• _Document extract_:

################

Type checking for an iterable corpus calls this to check that the supplied data point type matches the required one (i.e. this instance). By default, the supplied type is simply required to be an instance of the required type (or one of its subclasses).

This may be overridden to introduce other type checks.

class Document(data_point_type, raw_data=None, internal_data=None, metadata=None)[source]

Bases: pimlico.datatypes.corpora.tokenized.Document

Document class for WordAnnotationsDocumentType

keys = ['word_annotations']
text
sentences
get_field(field)[source]

Get the given field for every word in every sentence.

Must be one of the fields available in this datatype.

raw_to_internal(raw_data)[source]

Take a bytes object containing the raw data for a document, read in from disk, and produce a dictionary containing all the processed data in the document’s internal format.

You will often want to call the super method and replace values or add to the dictionary. Whatever you do, make sure that all the internal data that the super type provides is also provided here, so that all of its properties and methods work.

internal_to_raw(internal_data)[source]

Take a dictionary containing all the document’s data in its internal format and produce a bytes object containing all that data, which can be written out to disk.

class AddAnnotationField(input_name, add_fields)[source]

Bases: pimlico.datatypes.base.DynamicOutputDatatype

Dynamic type constructor that can be used in place of a module’s output type. When called (when the output type is needed), dynamically creates a new type that is a corpus with WordAnnotationsDocumentType with the same fields as the named input to the module, with the addition of one or more new ones.

################

• _Source material_:

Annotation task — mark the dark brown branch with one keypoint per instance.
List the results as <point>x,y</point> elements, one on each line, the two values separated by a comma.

################

• _Exercise_: Write the next part of the Pimlico word-annotations API documentation, starting after its final sentence about creating a new type with one or more added fields.

• _Result of this exercise_:
Parameters:
  • input_name – input to the module whose fields we extend
  • add_fields – field or fields to add, string names
get_datatype(module_info)[source]
get_base_datatype()[source]

If it’s possible to say before the instance of a ModuleInfo is available what base datatype will be produced, implement this to return a datatype instance. By default, it returns None.

If this information is available, it will be used in documentation.

AddAnnotationFields

alias of pimlico.datatypes.corpora.word_annotations.AddAnnotationField

class DependencyParsedDocumentType(*args, **kwargs)[source]

Bases: pimlico.datatypes.corpora.word_annotations.WordAnnotationsDocumentType

WordAnnotationsDocumentType with fields word, pos, head, deprel for each token.

Convenience wrapper for use as an input requirement where parsed text is needed.

class Document(data_point_type, raw_data=None, internal_data=None, metadata=None)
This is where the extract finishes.